▸ Saved entries
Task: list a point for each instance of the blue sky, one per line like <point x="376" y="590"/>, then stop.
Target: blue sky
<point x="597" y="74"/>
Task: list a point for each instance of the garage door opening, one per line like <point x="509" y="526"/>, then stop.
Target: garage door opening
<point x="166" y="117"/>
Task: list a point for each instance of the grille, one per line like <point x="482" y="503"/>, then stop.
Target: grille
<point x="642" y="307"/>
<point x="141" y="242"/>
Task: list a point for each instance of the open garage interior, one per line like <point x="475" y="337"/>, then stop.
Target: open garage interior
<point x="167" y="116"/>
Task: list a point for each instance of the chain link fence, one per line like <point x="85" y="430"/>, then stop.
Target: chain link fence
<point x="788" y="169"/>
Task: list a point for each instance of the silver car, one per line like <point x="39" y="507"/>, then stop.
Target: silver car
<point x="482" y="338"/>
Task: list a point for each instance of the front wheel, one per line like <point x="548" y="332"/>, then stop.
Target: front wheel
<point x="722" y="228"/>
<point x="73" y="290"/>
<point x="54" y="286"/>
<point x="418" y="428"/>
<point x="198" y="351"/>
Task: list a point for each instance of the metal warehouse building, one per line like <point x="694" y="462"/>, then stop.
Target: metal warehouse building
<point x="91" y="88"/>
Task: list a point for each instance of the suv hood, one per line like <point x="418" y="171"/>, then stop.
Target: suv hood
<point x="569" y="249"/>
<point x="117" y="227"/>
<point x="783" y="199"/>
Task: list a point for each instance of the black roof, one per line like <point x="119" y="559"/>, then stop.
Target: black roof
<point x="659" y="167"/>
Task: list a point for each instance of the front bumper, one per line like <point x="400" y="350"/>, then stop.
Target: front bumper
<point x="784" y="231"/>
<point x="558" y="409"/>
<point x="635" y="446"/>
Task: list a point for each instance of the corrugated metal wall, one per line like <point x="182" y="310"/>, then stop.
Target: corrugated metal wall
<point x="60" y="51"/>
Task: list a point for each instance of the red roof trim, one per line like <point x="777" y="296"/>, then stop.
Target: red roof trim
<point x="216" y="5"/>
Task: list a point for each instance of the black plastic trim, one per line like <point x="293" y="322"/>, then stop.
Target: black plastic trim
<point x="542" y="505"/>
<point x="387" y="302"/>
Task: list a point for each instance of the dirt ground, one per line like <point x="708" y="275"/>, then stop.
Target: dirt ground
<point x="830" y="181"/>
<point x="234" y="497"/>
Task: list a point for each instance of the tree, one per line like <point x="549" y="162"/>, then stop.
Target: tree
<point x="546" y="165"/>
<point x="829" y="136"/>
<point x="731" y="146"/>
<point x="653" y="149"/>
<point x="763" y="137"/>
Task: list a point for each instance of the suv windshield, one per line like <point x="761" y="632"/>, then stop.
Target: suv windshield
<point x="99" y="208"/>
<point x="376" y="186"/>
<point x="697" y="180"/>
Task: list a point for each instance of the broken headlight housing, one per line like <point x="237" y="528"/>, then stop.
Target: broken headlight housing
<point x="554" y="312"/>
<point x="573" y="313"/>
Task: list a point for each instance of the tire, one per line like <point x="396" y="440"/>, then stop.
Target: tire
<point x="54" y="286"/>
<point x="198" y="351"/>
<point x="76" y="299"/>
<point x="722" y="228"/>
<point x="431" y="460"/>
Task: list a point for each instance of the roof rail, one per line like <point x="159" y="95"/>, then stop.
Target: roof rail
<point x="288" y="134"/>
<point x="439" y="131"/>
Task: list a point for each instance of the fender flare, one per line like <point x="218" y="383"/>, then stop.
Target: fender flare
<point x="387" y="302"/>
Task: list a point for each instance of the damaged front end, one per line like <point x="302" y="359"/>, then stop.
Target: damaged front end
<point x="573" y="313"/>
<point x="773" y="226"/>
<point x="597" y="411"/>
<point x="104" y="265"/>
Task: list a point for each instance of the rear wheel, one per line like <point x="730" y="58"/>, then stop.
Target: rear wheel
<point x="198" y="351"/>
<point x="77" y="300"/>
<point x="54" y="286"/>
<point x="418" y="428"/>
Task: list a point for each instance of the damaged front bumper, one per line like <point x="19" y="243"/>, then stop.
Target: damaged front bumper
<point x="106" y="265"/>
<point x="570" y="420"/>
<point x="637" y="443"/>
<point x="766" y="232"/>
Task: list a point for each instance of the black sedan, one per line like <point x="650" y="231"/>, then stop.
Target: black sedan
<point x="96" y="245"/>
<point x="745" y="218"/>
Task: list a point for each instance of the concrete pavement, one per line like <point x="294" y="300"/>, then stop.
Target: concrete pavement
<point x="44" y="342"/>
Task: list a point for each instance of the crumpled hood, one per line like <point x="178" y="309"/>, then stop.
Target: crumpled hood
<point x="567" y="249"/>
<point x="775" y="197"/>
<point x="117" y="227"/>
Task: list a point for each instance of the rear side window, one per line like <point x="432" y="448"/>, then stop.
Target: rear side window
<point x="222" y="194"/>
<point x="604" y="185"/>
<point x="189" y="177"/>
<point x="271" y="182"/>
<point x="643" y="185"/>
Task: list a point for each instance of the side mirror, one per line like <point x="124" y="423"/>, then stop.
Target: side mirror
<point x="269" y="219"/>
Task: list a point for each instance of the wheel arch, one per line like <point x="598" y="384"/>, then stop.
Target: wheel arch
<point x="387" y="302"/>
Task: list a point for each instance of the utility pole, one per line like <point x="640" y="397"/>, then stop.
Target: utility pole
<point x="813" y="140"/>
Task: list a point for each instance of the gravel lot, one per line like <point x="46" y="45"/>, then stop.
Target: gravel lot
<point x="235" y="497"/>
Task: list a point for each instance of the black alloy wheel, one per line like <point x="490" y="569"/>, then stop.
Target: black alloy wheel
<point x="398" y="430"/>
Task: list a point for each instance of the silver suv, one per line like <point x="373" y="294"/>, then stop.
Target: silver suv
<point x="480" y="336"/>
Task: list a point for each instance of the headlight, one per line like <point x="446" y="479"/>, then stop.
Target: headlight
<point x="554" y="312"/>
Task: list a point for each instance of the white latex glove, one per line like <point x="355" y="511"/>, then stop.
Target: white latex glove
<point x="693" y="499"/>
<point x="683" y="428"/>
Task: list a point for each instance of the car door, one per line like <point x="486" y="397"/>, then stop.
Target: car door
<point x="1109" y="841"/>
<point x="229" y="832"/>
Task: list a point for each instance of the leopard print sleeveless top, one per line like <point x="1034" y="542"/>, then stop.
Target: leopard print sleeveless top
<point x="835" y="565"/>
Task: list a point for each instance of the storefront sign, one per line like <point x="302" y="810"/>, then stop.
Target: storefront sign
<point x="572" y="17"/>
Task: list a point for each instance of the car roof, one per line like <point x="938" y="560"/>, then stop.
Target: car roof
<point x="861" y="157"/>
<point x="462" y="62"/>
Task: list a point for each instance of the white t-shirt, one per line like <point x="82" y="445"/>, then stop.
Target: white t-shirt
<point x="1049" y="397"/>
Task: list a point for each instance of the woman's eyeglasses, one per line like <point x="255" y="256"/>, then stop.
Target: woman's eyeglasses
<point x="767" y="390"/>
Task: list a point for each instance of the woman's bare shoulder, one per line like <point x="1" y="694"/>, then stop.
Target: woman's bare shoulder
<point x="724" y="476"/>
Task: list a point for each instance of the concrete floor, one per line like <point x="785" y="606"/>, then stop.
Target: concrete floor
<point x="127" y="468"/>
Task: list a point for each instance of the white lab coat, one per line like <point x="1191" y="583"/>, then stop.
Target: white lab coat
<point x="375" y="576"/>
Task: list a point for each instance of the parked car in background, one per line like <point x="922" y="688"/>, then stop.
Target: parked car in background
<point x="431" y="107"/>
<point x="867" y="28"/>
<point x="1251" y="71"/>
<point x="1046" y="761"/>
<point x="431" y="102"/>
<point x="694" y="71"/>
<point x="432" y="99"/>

▸ Work request
Set down, from the entries above, exactly the lines from the one with "Target: dirt ground" up to and including the one with "Task: list a point for each instance of the broken", and no other lines.

▸ Exercise answer
Target: dirt ground
<point x="830" y="181"/>
<point x="234" y="497"/>
Task: list a point for each instance of the tree, one per line like <point x="549" y="162"/>, then stop.
Target: tree
<point x="546" y="165"/>
<point x="829" y="136"/>
<point x="731" y="146"/>
<point x="653" y="149"/>
<point x="763" y="137"/>
Task: list a point for each instance of the suv windshield, one per line like <point x="761" y="632"/>, then stop.
Target: suv windshield
<point x="99" y="208"/>
<point x="376" y="186"/>
<point x="697" y="180"/>
Task: list a point for each instance of the broken headlight housing, one per line like <point x="237" y="528"/>, then stop.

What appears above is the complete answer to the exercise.